Exercise aim:
Examine the records and identify each line that includes the string "keypoint". Copy those lines.

Data records:
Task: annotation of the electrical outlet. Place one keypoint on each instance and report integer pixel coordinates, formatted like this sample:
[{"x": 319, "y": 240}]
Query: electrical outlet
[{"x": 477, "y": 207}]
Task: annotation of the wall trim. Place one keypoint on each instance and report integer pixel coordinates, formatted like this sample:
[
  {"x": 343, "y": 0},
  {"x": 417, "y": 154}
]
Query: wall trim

Finished exercise:
Task: annotation of the electrical outlet. Place one keypoint on each instance and report integer pixel coordinates, formatted like this sample:
Task: annotation of the wall trim. Place one keypoint on each instance and report integer pixel coordinates, formatted like this sample:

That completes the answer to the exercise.